WHAT THIS TASK INVOLVES>
Reproduce the lines of the records below word for word, starting at the line that contains "Mark every instance of the white plaster" and ending at the line that contains "(1092, 612)", with both of those lines included.

DATA ENTRIES>
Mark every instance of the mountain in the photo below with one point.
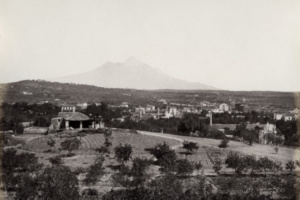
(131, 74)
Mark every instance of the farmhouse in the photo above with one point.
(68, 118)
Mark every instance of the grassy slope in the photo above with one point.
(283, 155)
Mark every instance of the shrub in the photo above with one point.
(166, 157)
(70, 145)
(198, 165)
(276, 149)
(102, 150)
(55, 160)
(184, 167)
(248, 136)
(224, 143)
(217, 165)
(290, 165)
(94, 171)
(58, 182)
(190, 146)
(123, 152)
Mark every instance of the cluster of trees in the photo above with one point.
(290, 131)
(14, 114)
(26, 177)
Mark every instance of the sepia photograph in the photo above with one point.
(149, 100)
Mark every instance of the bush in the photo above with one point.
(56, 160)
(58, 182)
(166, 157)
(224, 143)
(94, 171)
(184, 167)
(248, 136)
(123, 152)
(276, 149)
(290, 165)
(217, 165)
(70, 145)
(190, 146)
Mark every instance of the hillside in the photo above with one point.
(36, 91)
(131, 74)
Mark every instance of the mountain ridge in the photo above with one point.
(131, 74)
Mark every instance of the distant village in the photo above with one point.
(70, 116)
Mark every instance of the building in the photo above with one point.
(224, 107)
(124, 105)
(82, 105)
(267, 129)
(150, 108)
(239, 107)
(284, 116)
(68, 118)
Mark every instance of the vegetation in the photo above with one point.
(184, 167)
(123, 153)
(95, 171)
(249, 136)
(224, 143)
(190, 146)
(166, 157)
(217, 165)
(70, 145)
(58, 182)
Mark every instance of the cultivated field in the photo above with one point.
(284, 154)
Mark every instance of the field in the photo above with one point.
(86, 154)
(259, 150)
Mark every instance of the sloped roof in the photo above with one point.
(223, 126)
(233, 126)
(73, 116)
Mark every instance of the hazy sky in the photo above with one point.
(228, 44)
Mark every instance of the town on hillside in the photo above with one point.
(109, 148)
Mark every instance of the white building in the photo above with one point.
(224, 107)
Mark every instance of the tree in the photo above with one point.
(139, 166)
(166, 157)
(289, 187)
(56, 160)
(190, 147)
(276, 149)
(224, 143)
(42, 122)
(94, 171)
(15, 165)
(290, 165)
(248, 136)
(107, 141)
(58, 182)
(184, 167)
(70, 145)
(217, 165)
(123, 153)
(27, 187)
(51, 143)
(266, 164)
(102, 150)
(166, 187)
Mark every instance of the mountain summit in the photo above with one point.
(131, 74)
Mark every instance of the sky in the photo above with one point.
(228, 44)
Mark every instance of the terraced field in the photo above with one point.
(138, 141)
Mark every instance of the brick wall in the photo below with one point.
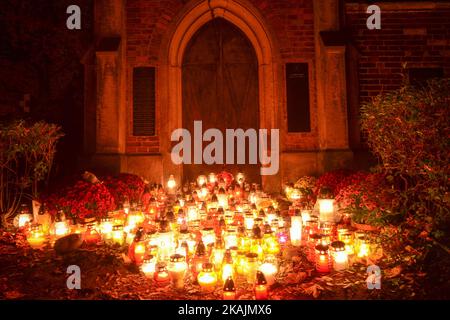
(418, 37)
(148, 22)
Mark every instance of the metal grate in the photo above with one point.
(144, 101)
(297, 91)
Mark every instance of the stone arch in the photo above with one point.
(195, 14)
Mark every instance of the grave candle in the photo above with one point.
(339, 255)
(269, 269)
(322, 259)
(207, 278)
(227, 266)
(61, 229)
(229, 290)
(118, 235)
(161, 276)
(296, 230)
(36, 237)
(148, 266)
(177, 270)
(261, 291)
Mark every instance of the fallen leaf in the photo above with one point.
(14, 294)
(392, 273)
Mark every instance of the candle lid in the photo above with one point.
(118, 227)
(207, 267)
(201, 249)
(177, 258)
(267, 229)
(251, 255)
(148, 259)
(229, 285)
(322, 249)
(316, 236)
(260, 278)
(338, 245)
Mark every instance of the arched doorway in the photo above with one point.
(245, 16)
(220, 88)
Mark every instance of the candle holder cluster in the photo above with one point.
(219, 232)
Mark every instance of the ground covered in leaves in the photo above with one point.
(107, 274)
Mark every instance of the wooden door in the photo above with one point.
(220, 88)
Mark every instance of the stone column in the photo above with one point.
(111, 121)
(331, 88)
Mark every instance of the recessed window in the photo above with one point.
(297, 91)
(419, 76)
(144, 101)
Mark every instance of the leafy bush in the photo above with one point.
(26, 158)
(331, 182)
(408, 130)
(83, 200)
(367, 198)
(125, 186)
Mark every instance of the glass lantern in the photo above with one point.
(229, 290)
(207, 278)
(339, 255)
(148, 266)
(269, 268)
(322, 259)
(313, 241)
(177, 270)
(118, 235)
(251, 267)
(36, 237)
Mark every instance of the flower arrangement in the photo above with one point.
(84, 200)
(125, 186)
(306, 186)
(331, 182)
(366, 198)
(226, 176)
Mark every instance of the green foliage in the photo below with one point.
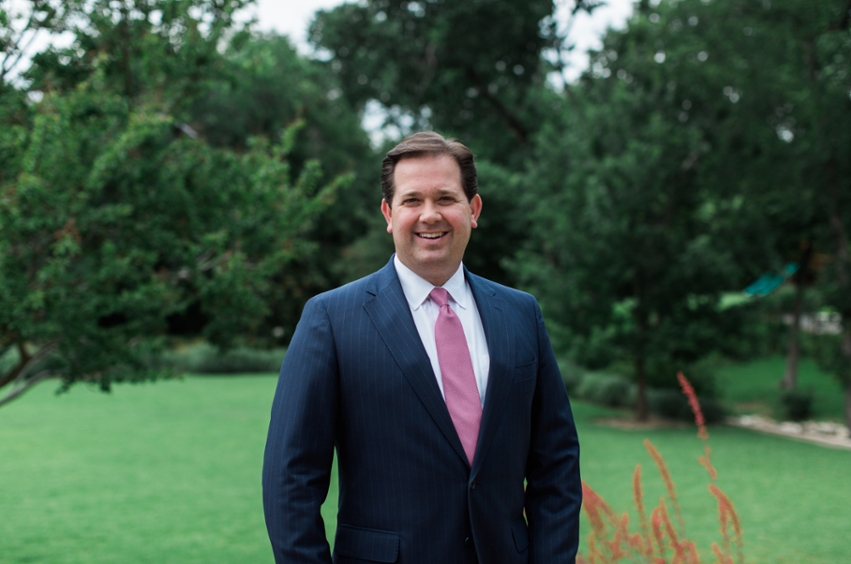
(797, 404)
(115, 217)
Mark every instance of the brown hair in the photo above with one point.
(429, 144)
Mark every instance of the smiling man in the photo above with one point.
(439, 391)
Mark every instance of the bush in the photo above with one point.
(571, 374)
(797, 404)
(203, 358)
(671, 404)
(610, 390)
* * *
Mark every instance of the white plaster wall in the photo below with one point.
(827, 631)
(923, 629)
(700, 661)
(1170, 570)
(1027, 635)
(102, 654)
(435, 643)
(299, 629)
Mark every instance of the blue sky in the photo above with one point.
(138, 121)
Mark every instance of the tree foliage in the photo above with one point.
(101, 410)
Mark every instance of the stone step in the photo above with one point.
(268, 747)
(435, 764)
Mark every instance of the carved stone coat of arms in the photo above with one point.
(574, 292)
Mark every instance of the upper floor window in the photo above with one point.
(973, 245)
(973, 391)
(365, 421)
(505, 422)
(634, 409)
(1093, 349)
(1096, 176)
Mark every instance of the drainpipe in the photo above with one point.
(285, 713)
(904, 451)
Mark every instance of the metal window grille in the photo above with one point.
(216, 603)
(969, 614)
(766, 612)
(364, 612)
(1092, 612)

EXERCISE SOLUTION>
Mark every instance of the white plaster wall in the photo below with one point.
(827, 631)
(923, 629)
(700, 661)
(1170, 570)
(1027, 635)
(102, 654)
(435, 643)
(299, 629)
Mark every instance of the blue sky in the photo above with one point.
(138, 121)
Mark every instance of the tree foliage in the photo above with one point.
(101, 410)
Mark every instance of the stone step in the photo above with one point.
(268, 747)
(435, 764)
Mark every instance of the carved stone coat of arms in the photo above with one point.
(574, 292)
Mark every instance of the upper floor window in the photo above with one point.
(973, 245)
(973, 391)
(365, 421)
(505, 422)
(634, 409)
(1093, 349)
(1096, 176)
Mark every instance of the drainpipe in the photo above with one point.
(285, 713)
(904, 451)
Mark every instance of the metal window grille in the photo above with one point.
(216, 603)
(969, 614)
(766, 612)
(364, 612)
(1092, 612)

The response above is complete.